# TASK TO COMPLETE:
Each record must be retyped word for word.

# RECORDS:
=== Begin Enclosure ===

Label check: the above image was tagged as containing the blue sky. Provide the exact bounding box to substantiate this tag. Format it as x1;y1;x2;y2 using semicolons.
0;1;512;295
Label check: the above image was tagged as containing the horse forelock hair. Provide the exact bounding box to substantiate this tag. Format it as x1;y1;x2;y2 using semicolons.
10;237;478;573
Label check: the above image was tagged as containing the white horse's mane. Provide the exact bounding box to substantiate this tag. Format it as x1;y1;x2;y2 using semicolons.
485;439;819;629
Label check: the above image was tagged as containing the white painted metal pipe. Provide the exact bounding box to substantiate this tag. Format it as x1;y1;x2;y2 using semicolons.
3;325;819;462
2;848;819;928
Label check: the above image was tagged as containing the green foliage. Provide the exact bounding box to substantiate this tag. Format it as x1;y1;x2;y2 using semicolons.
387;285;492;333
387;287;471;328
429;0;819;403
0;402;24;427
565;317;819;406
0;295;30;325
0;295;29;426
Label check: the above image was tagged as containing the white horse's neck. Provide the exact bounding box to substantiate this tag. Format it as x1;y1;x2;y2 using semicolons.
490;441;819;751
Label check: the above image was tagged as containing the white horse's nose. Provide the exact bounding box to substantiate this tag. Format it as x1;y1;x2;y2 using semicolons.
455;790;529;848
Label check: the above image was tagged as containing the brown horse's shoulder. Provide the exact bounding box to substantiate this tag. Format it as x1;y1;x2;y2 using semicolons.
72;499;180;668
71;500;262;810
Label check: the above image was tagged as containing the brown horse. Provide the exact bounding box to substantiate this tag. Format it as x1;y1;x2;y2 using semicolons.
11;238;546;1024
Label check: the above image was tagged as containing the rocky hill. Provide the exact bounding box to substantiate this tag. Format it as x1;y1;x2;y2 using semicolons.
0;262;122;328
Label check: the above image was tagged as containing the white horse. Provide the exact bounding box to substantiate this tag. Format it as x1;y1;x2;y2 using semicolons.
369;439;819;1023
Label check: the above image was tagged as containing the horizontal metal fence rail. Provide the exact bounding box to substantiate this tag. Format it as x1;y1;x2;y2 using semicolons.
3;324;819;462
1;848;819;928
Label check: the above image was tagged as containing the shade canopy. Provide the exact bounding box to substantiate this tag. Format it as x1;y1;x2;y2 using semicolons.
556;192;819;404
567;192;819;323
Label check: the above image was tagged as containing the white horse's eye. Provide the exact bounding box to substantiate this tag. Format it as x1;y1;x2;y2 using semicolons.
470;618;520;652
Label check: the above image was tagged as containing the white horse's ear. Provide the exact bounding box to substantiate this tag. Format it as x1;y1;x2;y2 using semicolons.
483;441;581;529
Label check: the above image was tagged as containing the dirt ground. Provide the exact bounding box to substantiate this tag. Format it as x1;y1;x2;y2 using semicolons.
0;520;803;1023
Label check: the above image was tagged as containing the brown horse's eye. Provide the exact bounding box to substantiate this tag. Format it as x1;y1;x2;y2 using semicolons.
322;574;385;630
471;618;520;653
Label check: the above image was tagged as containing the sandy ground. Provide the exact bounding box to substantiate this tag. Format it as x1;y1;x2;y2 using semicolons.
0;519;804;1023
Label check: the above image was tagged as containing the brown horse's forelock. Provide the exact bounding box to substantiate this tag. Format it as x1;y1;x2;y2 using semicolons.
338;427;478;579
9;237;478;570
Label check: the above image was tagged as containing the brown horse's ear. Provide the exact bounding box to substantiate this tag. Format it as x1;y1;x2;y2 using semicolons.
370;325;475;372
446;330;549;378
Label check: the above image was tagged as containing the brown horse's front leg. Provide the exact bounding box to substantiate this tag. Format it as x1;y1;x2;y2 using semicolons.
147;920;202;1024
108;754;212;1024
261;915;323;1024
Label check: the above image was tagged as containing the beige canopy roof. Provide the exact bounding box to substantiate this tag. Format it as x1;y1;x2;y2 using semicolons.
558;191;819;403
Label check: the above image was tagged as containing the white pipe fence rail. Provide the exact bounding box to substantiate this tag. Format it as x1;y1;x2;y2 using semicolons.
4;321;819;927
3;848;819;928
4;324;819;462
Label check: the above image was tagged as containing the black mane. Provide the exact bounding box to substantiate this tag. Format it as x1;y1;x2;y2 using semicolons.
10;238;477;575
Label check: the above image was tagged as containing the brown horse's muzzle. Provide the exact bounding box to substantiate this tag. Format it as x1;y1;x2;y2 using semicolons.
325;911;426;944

=== End Enclosure ===

# ANSWER BOX:
Label check: the above image was tagged as containing the blue sky. Provide the exact bounding box to substantiate this tag. Format it as x1;y1;x2;y2 using semicolons.
0;1;512;295
Label check: the above image was tagged as containing the horse forelock hair. Provide the exact bounding box to substantiate this tag. Format it as x1;y1;x2;y2 using semicolons.
10;237;478;573
Label check: the above image was tagged as containing the white horse's mane. Provide the exact bounding box to substantiate this tag. Format it as x1;y1;x2;y2 using semicolons.
485;439;819;629
Label check: the above image was tagged as containing the white painted metal pipe. Provide the exact bounding box to substantiate this tag. Format it as x1;y1;x2;y2 using semicolons.
3;325;819;462
2;848;819;928
Label check: the above image was tagged as containing the green foliage. Provide the exact bounding box to substantiate this tag. Format it as x1;y1;x2;y2 using semicolons.
387;285;492;333
387;287;471;328
429;0;819;403
0;402;24;427
565;317;819;406
0;295;30;325
0;295;29;426
Label check: the above image was tagged as containing the white horse's neck. Provide the exact bounding box to substantiate this tag. Format it as x1;y1;x2;y2 using semicolons.
490;441;819;751
Label check: the above image was tagged as containing the white horse's nose. Provide the exact bounding box to substantiate this tag. Format it as x1;y1;x2;y2 using semicolons.
455;790;529;848
Label check: the above image was tagged as containing the brown horse's shoulder. Provide the exact bounding box to substantiate this tag. Format it as x1;y1;x2;y2 using semicolons.
72;499;180;668
71;500;262;810
Label check: the above image was tagged as containing the brown horse. Provide the exact bounding box to substantiate this tag. Format it as x1;y1;x2;y2 using semicolons.
11;238;546;1024
Label check: the above image was tagged as containing the rocky hill. Provide the exact bounding box to substantiate this tag. Format it as x1;y1;x2;y2 using semicolons.
0;262;122;328
Label check: the above image was tagged as containing the white horse. Provide the exact bounding box to substantiate this tag. Format it as x1;y1;x2;y2 using semicolons.
369;439;819;1023
Label check: the above image was tagged as containing the horizontal metal fence rail. Provide the exact bounding box to substantiate this tag. Format it as x1;y1;x2;y2 using semicolons.
3;324;819;462
1;848;819;928
Label check: the above image was tagged as containing the shade canopy. Provide the exact bounding box to substantiate this tag. Format it as x1;y1;x2;y2 using semicolons.
556;192;819;404
567;192;819;323
Label check: the above image was tagged as containing the white horse's eye. Provide the exact bounding box to substantiate this tag. Format it as x1;y1;x2;y2 using semicolons.
470;618;520;652
Label check: the above image was tagged as containing the white horse's ear. Provide the exact bounding box to substantiate this tag. Format it as x1;y1;x2;y2 using semicolons.
483;441;581;529
Label check: the above image was tagged as containing the dirt ground. Provide the exact bounding box to substantiate this tag. Format it as x1;y1;x2;y2 using semicolons.
0;520;803;1023
Label check: the above image was tagged as containing the brown horse's eye. Provide the exact bounding box to substantiate this tag. Format it as x1;y1;x2;y2 using semicolons.
322;574;385;630
471;618;520;653
Label check: the above image was tagged as containing the sandy ground. Provide the exact bounding box to substantiate this tag. Format it as x1;y1;x2;y2 using semicolons.
0;519;804;1023
Label check: the above image was tagged as containing the brown horse's forelock. Provide the exact bounding box to substantiate this tag. Format it as x1;y1;x2;y2 using semicolons.
338;427;478;579
9;237;478;570
Label check: the above image was tagged as containing the brown horse's ear. Provide the exact bounding box to substantiate this tag. Format it as x1;y1;x2;y2 using semicolons.
370;325;475;372
446;330;549;378
Label check: the above image was tagged as containing the brown horse's front leg. Provide the exact bounding box to substantiate this tag. Format it as x1;y1;x2;y2 using semicolons.
147;920;202;1024
108;754;212;1024
261;915;323;1024
Label check: the above image was tagged as containing the beige canopy roof. Provide the exact bounding box to substantiate this tag. Format it as x1;y1;x2;y2 using semicolons.
558;191;819;403
Label check: the above image was tagged as containing the white pipe fence rail. Provide the exact bounding box to substantiate this tag. Format it as x1;y1;x2;y2 using semicolons.
4;321;819;927
3;848;819;928
4;324;819;462
Label check: the above image was tagged as containing the black mane. Provide the exact bounding box to substantiate this tag. Format it as x1;y1;x2;y2 using semicolons.
10;238;477;575
Label check: the above image was tagged as containing the brown horse's muzzle. Provide the exact bounding box to substantiate this tag. Format it as x1;y1;x2;y2 using semicolons.
325;911;426;944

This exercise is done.